Exercices
- A) Dans le passage sur Jésus et le monde, relevez les trois réactions que ce monde suscite en l'homme.
- B) D'après le passage sur Jésus et le monde, quel Nom les messies autoproclamés usurpent-ils en disant « Je suis » ?
- C) Rédigez la suite du passage sur Jésus et le monde, à partir de « Nous consentirons à tout ! ».

Jésus n’est pas prophète de malheur. Il décrit simplement le monde tel qu’il est, livré à lui-même, à l’homme et au Prince de ce monde. Il pointe cependant ce que ce monde suscite en l’homme, qui connaît le vide intérieur, l’échéance inéluctable de la mort et une existence qui y conduit en passant par la souffrance : effroi, sidération, stupeur. Cet état d’agitation anxieuse conduit aux comportements les plus irrationnels, dispose l’homme à se laisser subjuguer, littéralement se « mettre sous le joug » de messies autoproclamés. Ils viennent disant : « Je suis », usurpant la place et le Nom de Dieu révélé à Moïse ; ou encore disant : « Le moment est tout proche. » L’urgence imposée, amplifiée par la caisse de résonnance et de distorsion médiatique accroît un mouvement oscillatoire, jusqu’à la rupture des structures même de nos sociétés. Nous consentirons à tout !

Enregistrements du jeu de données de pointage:
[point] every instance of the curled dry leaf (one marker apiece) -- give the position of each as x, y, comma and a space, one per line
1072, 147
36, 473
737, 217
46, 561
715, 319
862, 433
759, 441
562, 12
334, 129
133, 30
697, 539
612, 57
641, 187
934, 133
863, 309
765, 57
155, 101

Corrigés
- A) Effroi, sidération, stupeur.

- B) Le Nom de Dieu révélé à Moïse.

- C)
« Par votre persévérance, vous garderez votre vie. » Là est peut-être le point de rupture, dans notre société occidentale devenue thérapeutique, qui promet un bien-être sans lien avec l’être, mais réduit à un état de jouissance ou à défaut de non souffrance. Pardonnez ! Tant et trop de fois j’ai entendu : « Heureusement…, il n’a pas souffert… » lorsque la mort survient. Évidemment, dans une société qui se veut libre de toute contrainte, en recherche du plaisir individuel sans limites et de la gestion des angoisses, quel sens pourrait bien avoir la souffrance ? L’Église elle-même devient d’autant plus thérapeutique qu’elle est malade !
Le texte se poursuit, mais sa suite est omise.